What to produce.
Note every line in the entries that contains the string "woven", and copy it.

□ □ □ □

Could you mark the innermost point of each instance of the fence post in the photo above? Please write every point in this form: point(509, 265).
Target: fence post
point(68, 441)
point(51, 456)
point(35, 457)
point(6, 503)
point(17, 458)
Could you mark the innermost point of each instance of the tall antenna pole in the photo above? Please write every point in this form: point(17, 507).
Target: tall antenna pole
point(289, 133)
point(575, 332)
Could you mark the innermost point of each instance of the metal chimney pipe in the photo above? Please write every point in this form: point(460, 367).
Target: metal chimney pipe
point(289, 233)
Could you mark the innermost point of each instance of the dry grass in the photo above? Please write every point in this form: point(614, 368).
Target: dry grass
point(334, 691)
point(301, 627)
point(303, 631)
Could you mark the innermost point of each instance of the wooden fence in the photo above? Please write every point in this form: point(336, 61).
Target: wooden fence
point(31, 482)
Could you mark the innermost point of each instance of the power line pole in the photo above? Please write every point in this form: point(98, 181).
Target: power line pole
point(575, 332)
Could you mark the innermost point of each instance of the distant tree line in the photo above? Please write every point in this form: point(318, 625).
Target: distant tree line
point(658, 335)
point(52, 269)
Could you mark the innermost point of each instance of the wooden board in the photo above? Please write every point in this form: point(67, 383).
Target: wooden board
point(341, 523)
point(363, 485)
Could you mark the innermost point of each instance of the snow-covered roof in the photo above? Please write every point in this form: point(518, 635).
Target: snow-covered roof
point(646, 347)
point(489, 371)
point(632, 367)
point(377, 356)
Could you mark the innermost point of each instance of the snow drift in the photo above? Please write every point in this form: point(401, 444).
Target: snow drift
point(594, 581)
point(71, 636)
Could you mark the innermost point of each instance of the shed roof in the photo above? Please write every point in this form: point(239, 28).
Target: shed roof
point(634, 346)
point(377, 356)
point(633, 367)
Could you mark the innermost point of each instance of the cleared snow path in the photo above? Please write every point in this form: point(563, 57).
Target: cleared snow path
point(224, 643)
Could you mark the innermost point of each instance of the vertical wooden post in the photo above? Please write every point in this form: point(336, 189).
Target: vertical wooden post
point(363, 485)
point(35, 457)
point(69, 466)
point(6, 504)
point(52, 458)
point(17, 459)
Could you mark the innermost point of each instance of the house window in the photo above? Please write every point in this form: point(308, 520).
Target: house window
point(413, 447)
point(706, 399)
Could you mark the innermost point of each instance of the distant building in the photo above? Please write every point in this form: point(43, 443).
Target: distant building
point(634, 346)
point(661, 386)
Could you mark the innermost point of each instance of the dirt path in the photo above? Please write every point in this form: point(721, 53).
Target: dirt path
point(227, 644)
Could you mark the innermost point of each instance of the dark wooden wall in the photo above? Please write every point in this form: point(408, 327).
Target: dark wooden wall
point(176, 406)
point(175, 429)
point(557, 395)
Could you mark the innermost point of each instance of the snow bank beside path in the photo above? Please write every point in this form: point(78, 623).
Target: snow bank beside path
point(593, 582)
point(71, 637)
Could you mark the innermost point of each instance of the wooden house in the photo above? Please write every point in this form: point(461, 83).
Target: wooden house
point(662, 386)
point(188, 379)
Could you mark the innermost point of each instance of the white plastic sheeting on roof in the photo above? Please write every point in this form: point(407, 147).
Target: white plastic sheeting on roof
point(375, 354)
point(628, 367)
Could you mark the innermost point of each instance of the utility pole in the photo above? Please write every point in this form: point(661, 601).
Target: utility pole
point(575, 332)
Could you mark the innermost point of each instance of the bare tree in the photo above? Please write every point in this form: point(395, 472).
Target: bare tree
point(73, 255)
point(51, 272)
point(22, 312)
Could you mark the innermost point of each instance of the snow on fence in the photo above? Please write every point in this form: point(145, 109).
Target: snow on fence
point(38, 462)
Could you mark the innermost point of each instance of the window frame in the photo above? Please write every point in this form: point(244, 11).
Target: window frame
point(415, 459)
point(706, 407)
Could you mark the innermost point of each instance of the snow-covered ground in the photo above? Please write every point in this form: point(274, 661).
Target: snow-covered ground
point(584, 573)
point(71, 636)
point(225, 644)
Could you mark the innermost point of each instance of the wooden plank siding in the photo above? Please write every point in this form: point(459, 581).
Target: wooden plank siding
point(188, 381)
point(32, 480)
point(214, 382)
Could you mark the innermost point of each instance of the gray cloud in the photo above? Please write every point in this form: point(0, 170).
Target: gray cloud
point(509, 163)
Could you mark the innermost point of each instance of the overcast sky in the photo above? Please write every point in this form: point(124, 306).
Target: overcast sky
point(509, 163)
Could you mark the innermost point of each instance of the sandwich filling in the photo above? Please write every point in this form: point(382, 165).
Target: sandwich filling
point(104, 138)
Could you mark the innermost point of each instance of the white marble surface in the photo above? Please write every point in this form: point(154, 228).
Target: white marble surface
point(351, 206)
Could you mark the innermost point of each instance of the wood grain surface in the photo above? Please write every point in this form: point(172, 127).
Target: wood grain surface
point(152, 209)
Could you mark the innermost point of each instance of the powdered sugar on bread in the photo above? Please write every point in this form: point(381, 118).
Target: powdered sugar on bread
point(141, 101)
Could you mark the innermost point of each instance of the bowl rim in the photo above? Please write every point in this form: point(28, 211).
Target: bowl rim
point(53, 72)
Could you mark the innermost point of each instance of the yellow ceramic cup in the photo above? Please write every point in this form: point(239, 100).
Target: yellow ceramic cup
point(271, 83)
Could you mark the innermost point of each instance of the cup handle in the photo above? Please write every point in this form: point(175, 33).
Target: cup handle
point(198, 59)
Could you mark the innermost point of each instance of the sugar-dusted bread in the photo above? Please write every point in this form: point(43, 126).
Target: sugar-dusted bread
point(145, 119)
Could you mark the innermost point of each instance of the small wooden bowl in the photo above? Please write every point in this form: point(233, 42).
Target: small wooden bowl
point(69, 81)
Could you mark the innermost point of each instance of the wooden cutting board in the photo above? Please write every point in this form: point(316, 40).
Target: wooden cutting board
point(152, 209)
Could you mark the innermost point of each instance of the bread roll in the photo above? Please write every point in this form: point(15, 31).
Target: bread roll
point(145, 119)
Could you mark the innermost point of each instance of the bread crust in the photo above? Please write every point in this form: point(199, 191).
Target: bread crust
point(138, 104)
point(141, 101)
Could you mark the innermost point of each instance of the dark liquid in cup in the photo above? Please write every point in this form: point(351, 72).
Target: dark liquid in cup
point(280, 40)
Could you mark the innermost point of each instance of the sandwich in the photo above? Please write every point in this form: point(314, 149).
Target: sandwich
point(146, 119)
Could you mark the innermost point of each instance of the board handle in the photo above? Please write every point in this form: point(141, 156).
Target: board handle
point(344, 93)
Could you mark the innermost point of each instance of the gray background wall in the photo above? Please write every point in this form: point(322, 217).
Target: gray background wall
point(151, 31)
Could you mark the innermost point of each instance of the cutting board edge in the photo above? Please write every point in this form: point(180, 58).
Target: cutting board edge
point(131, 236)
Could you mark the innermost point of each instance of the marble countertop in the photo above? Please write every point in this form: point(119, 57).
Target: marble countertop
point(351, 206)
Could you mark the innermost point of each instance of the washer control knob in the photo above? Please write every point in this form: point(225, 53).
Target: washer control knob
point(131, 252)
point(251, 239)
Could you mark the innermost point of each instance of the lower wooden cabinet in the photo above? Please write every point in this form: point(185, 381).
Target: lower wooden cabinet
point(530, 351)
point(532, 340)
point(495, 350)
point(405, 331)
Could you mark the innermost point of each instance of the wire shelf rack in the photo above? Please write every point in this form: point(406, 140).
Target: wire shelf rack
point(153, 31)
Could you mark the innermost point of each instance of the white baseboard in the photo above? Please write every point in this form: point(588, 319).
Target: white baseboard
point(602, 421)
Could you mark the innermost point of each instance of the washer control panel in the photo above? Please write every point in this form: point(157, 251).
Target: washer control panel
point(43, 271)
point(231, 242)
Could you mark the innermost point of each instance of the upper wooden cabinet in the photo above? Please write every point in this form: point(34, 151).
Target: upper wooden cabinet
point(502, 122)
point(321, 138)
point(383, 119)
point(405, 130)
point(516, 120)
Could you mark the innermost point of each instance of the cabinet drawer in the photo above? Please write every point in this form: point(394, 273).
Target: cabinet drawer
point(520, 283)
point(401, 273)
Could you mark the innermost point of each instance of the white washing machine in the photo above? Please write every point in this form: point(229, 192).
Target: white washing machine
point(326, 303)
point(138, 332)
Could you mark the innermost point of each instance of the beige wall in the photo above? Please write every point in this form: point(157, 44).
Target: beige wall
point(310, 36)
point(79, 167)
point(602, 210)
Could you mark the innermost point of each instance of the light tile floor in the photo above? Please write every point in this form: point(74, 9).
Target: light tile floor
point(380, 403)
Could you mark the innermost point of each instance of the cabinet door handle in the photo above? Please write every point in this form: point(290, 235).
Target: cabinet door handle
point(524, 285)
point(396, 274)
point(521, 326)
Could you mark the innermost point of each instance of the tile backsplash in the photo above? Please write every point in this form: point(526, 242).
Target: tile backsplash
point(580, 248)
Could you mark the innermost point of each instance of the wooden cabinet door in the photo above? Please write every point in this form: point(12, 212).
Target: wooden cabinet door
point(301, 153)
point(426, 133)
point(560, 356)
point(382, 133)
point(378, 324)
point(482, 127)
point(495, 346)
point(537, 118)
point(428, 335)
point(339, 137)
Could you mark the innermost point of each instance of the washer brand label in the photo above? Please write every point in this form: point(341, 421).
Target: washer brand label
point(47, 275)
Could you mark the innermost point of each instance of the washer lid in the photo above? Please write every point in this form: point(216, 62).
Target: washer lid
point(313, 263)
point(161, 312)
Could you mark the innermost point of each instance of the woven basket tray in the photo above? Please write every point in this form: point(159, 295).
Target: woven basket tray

□ □ □ □

Answer for the task.
Could you mark the innermost point of each instance of the woven basket tray in the photo above? Please write every point in this form: point(159, 295).
Target: woven basket tray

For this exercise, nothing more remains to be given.